_PROBLEM DETAILS:_ Rewrite every line of the entries below as a numbered list, leaving out blank lines.

(Dataset entries)
☆ ☆ ☆

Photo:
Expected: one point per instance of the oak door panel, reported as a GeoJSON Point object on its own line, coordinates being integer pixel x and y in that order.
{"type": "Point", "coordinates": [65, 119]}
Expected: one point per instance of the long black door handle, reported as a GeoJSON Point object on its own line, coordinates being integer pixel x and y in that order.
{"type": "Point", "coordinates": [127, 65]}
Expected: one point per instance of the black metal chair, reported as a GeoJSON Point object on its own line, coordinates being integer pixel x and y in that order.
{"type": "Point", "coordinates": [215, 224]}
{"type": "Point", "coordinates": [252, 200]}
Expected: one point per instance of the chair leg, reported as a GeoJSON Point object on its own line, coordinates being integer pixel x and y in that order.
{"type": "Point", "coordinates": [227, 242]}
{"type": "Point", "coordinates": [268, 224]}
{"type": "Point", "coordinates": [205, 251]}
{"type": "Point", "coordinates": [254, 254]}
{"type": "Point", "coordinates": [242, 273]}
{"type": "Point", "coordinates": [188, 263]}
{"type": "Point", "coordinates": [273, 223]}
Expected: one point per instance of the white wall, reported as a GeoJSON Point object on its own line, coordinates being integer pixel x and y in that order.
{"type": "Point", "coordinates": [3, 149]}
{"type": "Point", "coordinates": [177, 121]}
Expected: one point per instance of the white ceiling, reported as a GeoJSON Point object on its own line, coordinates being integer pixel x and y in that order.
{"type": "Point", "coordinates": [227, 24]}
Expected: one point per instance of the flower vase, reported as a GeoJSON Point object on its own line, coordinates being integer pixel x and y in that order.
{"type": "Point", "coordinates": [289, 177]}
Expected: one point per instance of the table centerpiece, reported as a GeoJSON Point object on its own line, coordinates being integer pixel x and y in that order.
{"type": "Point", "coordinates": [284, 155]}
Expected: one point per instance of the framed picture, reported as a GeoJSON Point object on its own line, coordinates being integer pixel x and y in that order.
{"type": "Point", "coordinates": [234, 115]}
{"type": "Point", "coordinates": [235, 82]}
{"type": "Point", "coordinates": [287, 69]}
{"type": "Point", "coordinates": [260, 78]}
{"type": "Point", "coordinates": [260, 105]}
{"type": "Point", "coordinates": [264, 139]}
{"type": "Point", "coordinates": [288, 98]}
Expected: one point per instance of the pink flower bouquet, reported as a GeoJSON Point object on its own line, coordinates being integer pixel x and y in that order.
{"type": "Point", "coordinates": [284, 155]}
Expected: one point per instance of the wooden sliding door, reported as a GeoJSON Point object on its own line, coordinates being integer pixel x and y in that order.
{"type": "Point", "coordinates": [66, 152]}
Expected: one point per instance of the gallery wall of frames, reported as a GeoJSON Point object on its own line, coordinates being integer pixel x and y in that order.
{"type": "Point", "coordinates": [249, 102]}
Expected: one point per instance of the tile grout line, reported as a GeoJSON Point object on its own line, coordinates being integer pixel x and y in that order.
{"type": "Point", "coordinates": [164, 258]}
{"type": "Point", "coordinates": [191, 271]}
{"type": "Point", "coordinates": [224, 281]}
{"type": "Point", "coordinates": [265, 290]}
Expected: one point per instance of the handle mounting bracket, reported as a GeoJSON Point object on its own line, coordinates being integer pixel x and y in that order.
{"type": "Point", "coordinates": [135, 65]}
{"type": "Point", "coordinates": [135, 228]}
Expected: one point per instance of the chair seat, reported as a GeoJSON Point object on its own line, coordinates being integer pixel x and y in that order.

☆ ☆ ☆

_TASK OUTPUT:_
1. Photo:
2. Expected: one point per instance of the oak door panel, reported as a GeoJSON Point object on its own line, coordinates being integer pixel x and y in that order.
3. {"type": "Point", "coordinates": [65, 119]}
4. Expected: one point per instance of the long black door handle, reported as a GeoJSON Point object on its own line, coordinates being integer pixel x and y in that order.
5. {"type": "Point", "coordinates": [127, 65]}
6. Expected: one point per instance of the black metal chair, reported as a GeoJSON Point object on its own line, coordinates being integer pixel x and y in that order.
7. {"type": "Point", "coordinates": [215, 224]}
8. {"type": "Point", "coordinates": [252, 200]}
9. Expected: one point per instance of the chair leg, reported as a GeoJSON Point object on its own line, coordinates being integer pixel x and y in that order.
10. {"type": "Point", "coordinates": [227, 242]}
11. {"type": "Point", "coordinates": [268, 224]}
12. {"type": "Point", "coordinates": [205, 251]}
13. {"type": "Point", "coordinates": [254, 254]}
14. {"type": "Point", "coordinates": [242, 273]}
15. {"type": "Point", "coordinates": [188, 263]}
16. {"type": "Point", "coordinates": [273, 223]}
17. Expected: one point per instance of the white wall, reported as a GeoJSON Point object on its own line, coordinates being integer pixel x and y in that order.
18. {"type": "Point", "coordinates": [3, 149]}
19. {"type": "Point", "coordinates": [177, 121]}
20. Expected: one point per instance of the white ceiling, reported as a GeoJSON Point object on its own line, coordinates being integer pixel x and y in that order.
21. {"type": "Point", "coordinates": [227, 24]}
22. Expected: one point per instance of the flower vase, reported as a GeoJSON Point object on its own line, coordinates being integer pixel x and y in that order.
23. {"type": "Point", "coordinates": [289, 177]}
24. Expected: one point per instance of the table centerpiece, reported as a GeoJSON Point object on its own line, coordinates being integer pixel x and y in that order.
25. {"type": "Point", "coordinates": [284, 155]}
26. Expected: one point per instance of the framed picture, reported as a GeoJSON Point object on its own line, coordinates being integer pixel x and y in that order.
27. {"type": "Point", "coordinates": [234, 115]}
28. {"type": "Point", "coordinates": [235, 82]}
29. {"type": "Point", "coordinates": [287, 69]}
30. {"type": "Point", "coordinates": [260, 78]}
31. {"type": "Point", "coordinates": [260, 105]}
32. {"type": "Point", "coordinates": [264, 139]}
33. {"type": "Point", "coordinates": [288, 98]}
34. Expected: one point per instance of the pink flower bouquet, reported as a GeoJSON Point object on its own line, coordinates being integer pixel x and y in that order.
35. {"type": "Point", "coordinates": [284, 155]}
36. Expected: one point per instance of the wooden sliding door, reported as a GeoJSON Point object on its own line, coordinates being integer pixel x and y in that order.
37. {"type": "Point", "coordinates": [66, 152]}
38. Expected: one point per instance of the gallery wall of frames, reported as a GeoJSON Point object on its own line, coordinates being integer pixel x and y in that order.
39. {"type": "Point", "coordinates": [249, 102]}
40. Expected: one point per instance of the tile grout line, reported as a GeoJSON Point object on its own line, coordinates being integer pixel x and y in that order.
41. {"type": "Point", "coordinates": [164, 258]}
42. {"type": "Point", "coordinates": [191, 271]}
43. {"type": "Point", "coordinates": [224, 281]}
44. {"type": "Point", "coordinates": [265, 290]}
45. Expected: one point per instance of the handle mounting bracket, reported as a GeoJSON Point object on its own line, coordinates being integer pixel x and y in that order.
46. {"type": "Point", "coordinates": [135, 65]}
47. {"type": "Point", "coordinates": [135, 228]}
48. Expected: one point per instance of the chair seat, reported as a GeoJSON Point object on its own line, coordinates being integer pixel x and y in that order.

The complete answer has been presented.